## [WHAT IS BEING ASKED]
From the table of supported types in the passage on JSON types in Doris below, list every top-level JSON type in the first column, leaving out the Number subtypes.

## [DOCUMENT EXTRACT]

..........

JSON Number Precision Issues
When using JSON, special attention is needed regarding number precision:
- In most systems, the Number type is implemented based on IEEE 754-2008 binary 64-bit (double-precision) floating-point numbers (e.g., double type in C++)
- Since the JSON specification doesn't strictly define the underlying type for Number, and JSON data is exchanged between different systems as text, precision loss may occur
For a JSON string like {"abc": 18446744073709551616}
:
-- Conversion result in MySQL
cast('{"abc": 18446744073709551616}' as json)
-- Result: {"abc": 1.8446744073709552e19}
// Conversion result in JavaScript
console.log(JSON.parse('{"abc": 18446744073709551616}'));
// Result: {abc: 18446744073709552000}
To ensure numeric precision is preserved when exchanging data between systems, large numbers should be stored as strings, e.g., {"abc": "18446744073709551616"}
.
JSON Type in Doris
Doris supports data types that conform to the JSON standard specification and uses an efficient JSONB (JSON Binary) format for binary encoding storage.
Supported Types
Doris JSONB supports all standard JSON types. The main difference is that Doris provides more fine-grained extensions for the Number type to more accurately map to Doris's internal types.
JSON Type | Subtype | Corresponding Doris Type |
---|---|---|
Bool | - | BOOLEAN |
Null | - | (No direct equivalent, represents JSON null value) |
Number | Int8 | TINYINT |
Int16 | SMALLINT | |
Int32 | INT | |
Int64 | BIGINT | |
Int128 | LARGEINT | |
Double | DOUBLE | |
Float | FLOAT | |
Decimal | DECIMAL | |
String | - | STRING |
Array | - | ARRAY |
Object | - | STRUCT |
Important Notes:
- Meaning of Null:
- Null in JSON is a valid value representing "empty value". This is different from SQL's NULL, which represents "unknown" or "missing".
- CAST('null' AS JSON) results in a JSONB column containing a JSON null value, which itself is not NULL at the SQL level.
- CAST('null' AS JSON) IS NULL returns false (0), because the column contains a known JSON null value, which is not a SQL NULL.

..........

## [DATA ENTRIES]
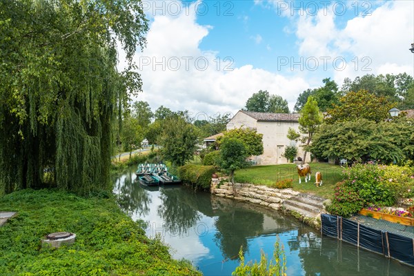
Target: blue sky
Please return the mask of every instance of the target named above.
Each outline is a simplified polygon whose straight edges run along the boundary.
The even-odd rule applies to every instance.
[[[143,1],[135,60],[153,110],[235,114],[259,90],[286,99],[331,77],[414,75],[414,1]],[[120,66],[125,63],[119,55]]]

..........

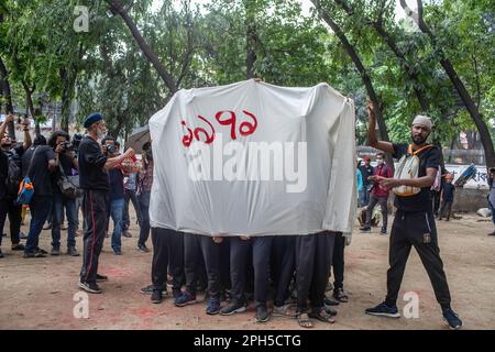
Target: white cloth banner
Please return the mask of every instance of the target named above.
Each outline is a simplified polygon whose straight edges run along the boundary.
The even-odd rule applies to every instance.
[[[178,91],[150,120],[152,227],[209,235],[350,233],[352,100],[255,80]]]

..........

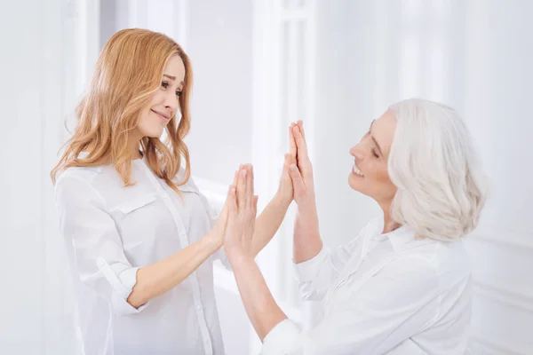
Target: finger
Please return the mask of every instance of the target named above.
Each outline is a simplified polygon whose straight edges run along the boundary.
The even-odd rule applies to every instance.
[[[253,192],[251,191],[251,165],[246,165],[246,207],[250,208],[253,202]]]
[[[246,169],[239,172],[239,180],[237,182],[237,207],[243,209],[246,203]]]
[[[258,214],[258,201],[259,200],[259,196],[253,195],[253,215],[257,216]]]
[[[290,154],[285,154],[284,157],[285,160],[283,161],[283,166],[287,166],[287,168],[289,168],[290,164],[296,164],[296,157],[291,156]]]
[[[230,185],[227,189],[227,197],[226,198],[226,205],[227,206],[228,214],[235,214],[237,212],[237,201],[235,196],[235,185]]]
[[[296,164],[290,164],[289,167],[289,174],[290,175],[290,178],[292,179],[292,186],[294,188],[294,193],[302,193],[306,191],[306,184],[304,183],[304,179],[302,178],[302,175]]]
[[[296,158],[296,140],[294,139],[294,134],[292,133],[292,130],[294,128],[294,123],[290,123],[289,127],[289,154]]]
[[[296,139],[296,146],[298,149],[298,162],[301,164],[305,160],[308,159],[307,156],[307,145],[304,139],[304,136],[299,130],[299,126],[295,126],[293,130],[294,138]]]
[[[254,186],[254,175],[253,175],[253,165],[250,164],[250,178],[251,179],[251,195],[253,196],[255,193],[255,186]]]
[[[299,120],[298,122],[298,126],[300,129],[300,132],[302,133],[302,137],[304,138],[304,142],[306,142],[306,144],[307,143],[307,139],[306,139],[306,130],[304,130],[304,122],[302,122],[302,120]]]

..........

## [FINISHED ANSWER]
Bool, Null, Number, String, Array, Object